# Exercise aim:
Please continue the forum discussion about columnar file formats from where it stops.

All of the newer formats that popped up recently (Vortex, Lance, F3 now) have been working on solving the problems outlined in that paper.

Lance has some interesting ideas, Vortex focuses on extensibility and performance by replacing all of Parquet's black-box encoders with fully transparent encodings. This solves the tradeoff between bulk and element decoding, allowing you to have efficient full scans and really fast random access.

E.g. Langchain recently rebuilt a system that used to be all Parquet files to use Vortex and saw a massive speedup, which they talk about more here: https://www.langchain.com/blog/introducing-smithdb

Disclaimer: I work on Vortex, so a lot of these questions about "what is the point of building a new format" are things that I have grappled with myself.

vouwfietsman 3 hours ago | parent | next [-]

> DuckDB wouldn't really know what to do with a

Sure it would, you can attach a multi-table sqlite database in duckdb

> that does not mean just because it came first

I agree with most of your points, I am not stating my opinion but my observations. I am the target audience here, I want to use this, but I don't really care too much about the file format itself, at least not as much as I care about the data inside.

That means access, which means compatibility with my tooling.

Compatibility is hard to beat.

This is the concorde of file formats.

aduffy 3 hours ago | parent [-]

That is fair.

FWIW I think if you are just doing pure analytics and nothing else, Parquet will probably continue to do the job for you just fine, and you don't need to touch your workloads at all.

These new formats I think will find a niche where people aren't just running Spark jobs, but doing lots of systems building over large tables. If you're building a PB-scale data warehouse, you care a lot about the file format b/c it is a big factor in your performance curve, and you're willing to ship new experimental codecs in response to new datatypes you want to support that the system wasn't originally designed for, or you want to use a newly invented compressor.

sanderjd 2 hours ago | parent | prev | next [-]

Yeah that point about "random access is not the point of columnar formats" fell flat for me for this same reason. Almost since the first day I started using columnar data, I've been interested in solutions that strike this balance between batch and random access. This comes up all the time (in my experience) in data science / ML, where we have use cases for both access patterns against the same data.

Phrase grounding data:
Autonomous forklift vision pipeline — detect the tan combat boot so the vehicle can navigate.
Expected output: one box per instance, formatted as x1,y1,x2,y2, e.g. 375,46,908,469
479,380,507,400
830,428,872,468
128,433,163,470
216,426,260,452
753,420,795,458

# Task response:
So I'm with you, I'm very unconvinced that parquet (and the various things that are parquet or essentially-parquet under the hood) are the end of the line here.

JadeNB an hour ago | parent | prev [-]

> > Parquet is unfortunately very good just by virtue of being first, and so widely supported

> IMO that is not how technology works. It is great that Parquet is so good at a lot of things, but that does not mean just because it came first that it deserves to be the only analytic file format forever.

I think you and vouwfietsman (https://news.ycombinator.com/item?id=48649412) are actually saying the same thing in different words—I think their "unfortunately" means "it is unfortunate that, by virtue of coming first, this now has a support lead that will make it difficult for anyone else to catch up."

qurren 21 minutes ago | parent | prev | next [-]

> my main gripe with parquet (single table per file) is not even addressed

I consider that simplicity to be a feature, not a shortcoming.

I just tar a bunch of parquets if I need multiple tables. It is beautifully simple and easy to read in any language with its tar and parquet libraries.

saulpw 2 hours ago | parent | prev | next [-]

> Also, my main gripe with parquet (single table per file) is not even addressed, so, also the name is a bit hyped up.

When I was working with parquet, I imagined a .parquetz file format which was just a zip file containing any number of uncompressed parquet files. So you could sling multiple tables around in a single file, and still use range requests to access them.

mschuster91 3 hours ago | parent | prev [-]

>Not sure why this got so many upvotes, also the landing page is not great

Frankly it's a change from the usual ChatGPT generated slop that most landing pages are these days.